▶ **PROBLEM REQUIREMENTS**: Set down every line of the rows below word for word, changing no character.

Items drawn from a data source
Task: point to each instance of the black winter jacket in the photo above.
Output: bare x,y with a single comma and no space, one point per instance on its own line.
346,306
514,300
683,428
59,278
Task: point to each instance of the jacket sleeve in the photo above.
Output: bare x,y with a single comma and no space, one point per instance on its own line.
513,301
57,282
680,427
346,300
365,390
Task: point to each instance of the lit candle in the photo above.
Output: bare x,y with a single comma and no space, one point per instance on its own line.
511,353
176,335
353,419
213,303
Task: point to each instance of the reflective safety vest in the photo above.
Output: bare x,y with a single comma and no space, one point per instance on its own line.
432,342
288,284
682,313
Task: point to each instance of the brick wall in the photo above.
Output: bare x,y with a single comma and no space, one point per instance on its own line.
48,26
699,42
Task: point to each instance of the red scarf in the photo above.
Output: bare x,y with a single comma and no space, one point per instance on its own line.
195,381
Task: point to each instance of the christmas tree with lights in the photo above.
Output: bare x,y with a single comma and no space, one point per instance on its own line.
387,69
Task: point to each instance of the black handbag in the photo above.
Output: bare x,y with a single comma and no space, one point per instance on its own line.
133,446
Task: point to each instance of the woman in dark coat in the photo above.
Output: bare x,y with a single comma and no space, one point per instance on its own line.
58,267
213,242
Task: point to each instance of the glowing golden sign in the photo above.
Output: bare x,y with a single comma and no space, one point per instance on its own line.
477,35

▶ **RESULT BELOW**:
Task: point to each instance of the black winter jacket in the photo above.
Output: bare x,y with a single comma and no space, one point per instance on its own line.
346,306
514,300
683,428
59,278
Task: point to each instance of the jacket sleeve in the photo above.
Output: bare x,y with a single comma and no space, one point per instance on its own line.
513,301
57,282
680,427
346,300
365,390
Task: point to each instance of the lit candle in the photo above.
Output: bare x,y with a single comma and no space, one point per instance on its own line.
511,353
176,335
353,419
213,303
Task: point to each instance of the reflective safety vest in the photo above.
Output: bare x,y with a single comma and no space, one point per instance on its own line.
432,342
288,284
682,313
Task: point to each instance of the brick wall in the photo above.
Output: bare x,y with a single comma and no space, one point per instance on its own line.
48,26
699,42
Task: point to each instance of the red scarf in the photo above.
Output: bare x,y with a single comma and no space, one point per instance on its own line.
195,381
Task: point to each instance of the christmas tree with lights in the photo above.
Output: bare x,y with a single comma and no space, one point per instance on its own line.
387,69
Task: point to each instance of the black handbag in the photo above.
Output: bare x,y with a single comma and no space, one point per instance on its own line.
133,446
Task: point to each instance of the woman in dark coat in the photo above.
Output: bare x,y with a single comma and no space, one point per instance on its own line.
58,267
213,242
Task: point to each instance of the glowing golden sign in the photo above.
Output: bare x,y with a single comma and no space, one point per instance on its own line.
477,35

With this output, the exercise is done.